Exercise details => Copy every entry word for word, but skip the pictures.

══ Data rows ══

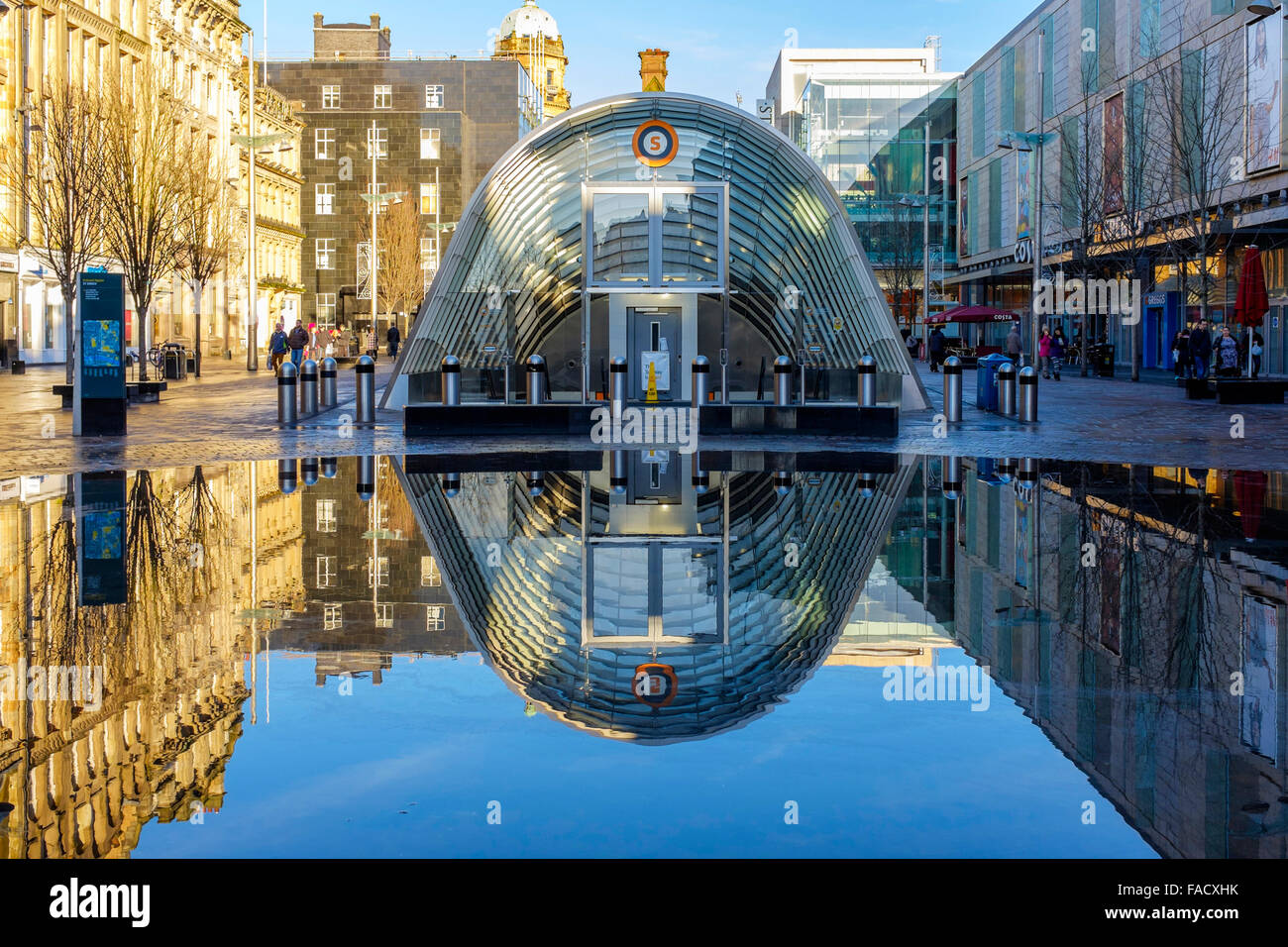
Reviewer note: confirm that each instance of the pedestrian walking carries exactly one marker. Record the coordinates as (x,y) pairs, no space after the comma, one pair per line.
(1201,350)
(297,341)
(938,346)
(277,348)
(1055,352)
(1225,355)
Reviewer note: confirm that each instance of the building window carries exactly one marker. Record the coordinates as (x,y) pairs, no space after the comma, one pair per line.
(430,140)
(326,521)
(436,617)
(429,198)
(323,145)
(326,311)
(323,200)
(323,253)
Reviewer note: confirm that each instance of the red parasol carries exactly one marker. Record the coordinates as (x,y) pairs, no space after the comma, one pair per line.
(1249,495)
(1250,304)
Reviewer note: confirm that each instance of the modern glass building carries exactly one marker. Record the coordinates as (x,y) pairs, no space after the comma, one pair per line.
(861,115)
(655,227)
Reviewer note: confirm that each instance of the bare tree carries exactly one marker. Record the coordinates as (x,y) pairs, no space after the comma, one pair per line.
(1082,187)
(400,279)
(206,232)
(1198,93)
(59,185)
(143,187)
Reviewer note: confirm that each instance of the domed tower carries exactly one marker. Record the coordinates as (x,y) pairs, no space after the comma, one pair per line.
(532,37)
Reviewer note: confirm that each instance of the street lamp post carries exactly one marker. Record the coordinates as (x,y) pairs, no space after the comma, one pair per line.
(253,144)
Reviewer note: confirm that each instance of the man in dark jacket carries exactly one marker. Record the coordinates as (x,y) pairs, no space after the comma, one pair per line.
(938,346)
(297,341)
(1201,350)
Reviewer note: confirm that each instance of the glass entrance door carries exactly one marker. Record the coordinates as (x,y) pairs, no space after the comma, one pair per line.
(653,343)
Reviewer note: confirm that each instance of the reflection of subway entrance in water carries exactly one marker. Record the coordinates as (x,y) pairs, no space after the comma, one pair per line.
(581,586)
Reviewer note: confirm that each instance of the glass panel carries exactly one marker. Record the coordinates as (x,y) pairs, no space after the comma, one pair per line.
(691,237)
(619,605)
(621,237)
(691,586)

═══

Solution =>
Reviewer note: confirm that each instance of the pedestrian walking carries exactly one marker. Record the coordinates as (x,y) pairs, no space after the comma, one pair per line.
(1201,350)
(297,341)
(938,346)
(277,348)
(1055,352)
(1225,355)
Reviewer note: confirm that each instance of the building window carries exactly one marker. Record the coordinates as (x,y) pairs, no space after the comma, one pair per line.
(430,140)
(326,521)
(436,617)
(429,198)
(323,145)
(326,311)
(323,200)
(323,253)
Reviewer note: confirm that each instance of the red parasol carries exactly one marker. Record the coordinates as (x,y) pairs, no space after the comma, one pair per line.
(1249,495)
(1250,304)
Reviewer note: confirm that each instance of the modern glass building carries exactly one marker. Record the coordinates as (x,y) pairs, no space after the comma, one pair per line.
(861,115)
(655,227)
Reviewer note: confirm that each instance of the bare tree carries exactly one marker. Record the coordinates as (x,y) pairs, no space after the comma, one pair per line.
(1082,187)
(400,279)
(206,232)
(1198,93)
(59,185)
(143,187)
Reviewer note: confirm that each instance of the domed tower carries exactly one marker. Record the coordinates as (x,y) pairs, no space after the comma, one pair per line.
(532,37)
Reviewer note: confirm that each instance of the street lamp post carries exactly one marker. Record the coordinates as (x,y) pairs, no space after the comma, one pair per line.
(253,144)
Reviewer note: confirm that each instance of the man in dark jacket carries exactly one marker. Record the coordinates as (x,y) pairs, no space after the comma, one pair per line.
(938,346)
(297,341)
(1201,350)
Reviewer note: confirm that each instance of the glass entrance door carries exactly one marker. Record the coordinates as (x,y) pairs, no space after the comma, one pair per line.
(653,343)
Reviewer note: confirm that each instance of the reflection of subway entrance in water carries exactly one marker. Record the coordinates as (x,y) pairs, no space after the comma, one pair per line.
(581,586)
Reviewer note: confirm that each instance of the glass panel carries exactly one marker. Record the coordinates as (x,y) pairs, no space after the comma, one pair per line.
(691,237)
(619,605)
(621,237)
(691,586)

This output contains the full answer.